(Task directions): Copy the material below line for line, but scale every x and y coordinate in the answers by 1.45 and round to whole numbers, with halves rounded up. Leave all other text unchanged.

(Records provided):

-- BEGIN --

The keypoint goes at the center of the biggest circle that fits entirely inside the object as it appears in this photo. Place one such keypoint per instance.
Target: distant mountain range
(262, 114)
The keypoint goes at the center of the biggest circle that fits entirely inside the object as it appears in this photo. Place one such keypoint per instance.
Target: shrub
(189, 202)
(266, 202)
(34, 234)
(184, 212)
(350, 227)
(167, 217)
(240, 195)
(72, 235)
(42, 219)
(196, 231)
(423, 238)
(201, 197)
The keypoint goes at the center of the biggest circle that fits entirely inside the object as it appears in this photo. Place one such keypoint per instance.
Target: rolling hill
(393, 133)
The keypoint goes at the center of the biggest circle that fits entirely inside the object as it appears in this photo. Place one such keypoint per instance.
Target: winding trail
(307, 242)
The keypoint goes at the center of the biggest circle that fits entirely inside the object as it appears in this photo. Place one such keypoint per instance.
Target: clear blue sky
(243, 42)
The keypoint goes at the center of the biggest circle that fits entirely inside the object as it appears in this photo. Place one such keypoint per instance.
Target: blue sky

-- END --

(Written solution):
The keypoint goes at the center of the biggest circle that fits entirely inside the object as it appears in this photo. Place one such keypoint per instance.
Target: distant mountain range
(380, 165)
The keypoint goes at the center of the biggest circle that fits entirely inside the object as it appears in this photo. Place one such keypoint per instance.
Target: shrub
(274, 293)
(386, 293)
(49, 339)
(267, 307)
(508, 329)
(242, 315)
(348, 283)
(104, 341)
(61, 318)
(284, 335)
(613, 345)
(291, 286)
The keypoint goes at the center of the biggest circle that fits entirely inside the object as it appears in this photo. Place one such keypoint per instance.
Target: rolling hill
(570, 193)
The keypoint goes at the center of the biggest circle that fits entirely inside the object as it appears in this photo. Place one such keypoint per instance.
Target: winding trail
(445, 351)
The keypoint goes at the center of the biggest circle that fits entirely inside the object as it appears in this photo. Place one such keypoint per instance.
Target: clear blue sky
(352, 61)
The keypoint goes at the center of the biggest circle that fits entirely inside the object as it appears in this photo. Place one such keypoint per instance.
Target: blue sky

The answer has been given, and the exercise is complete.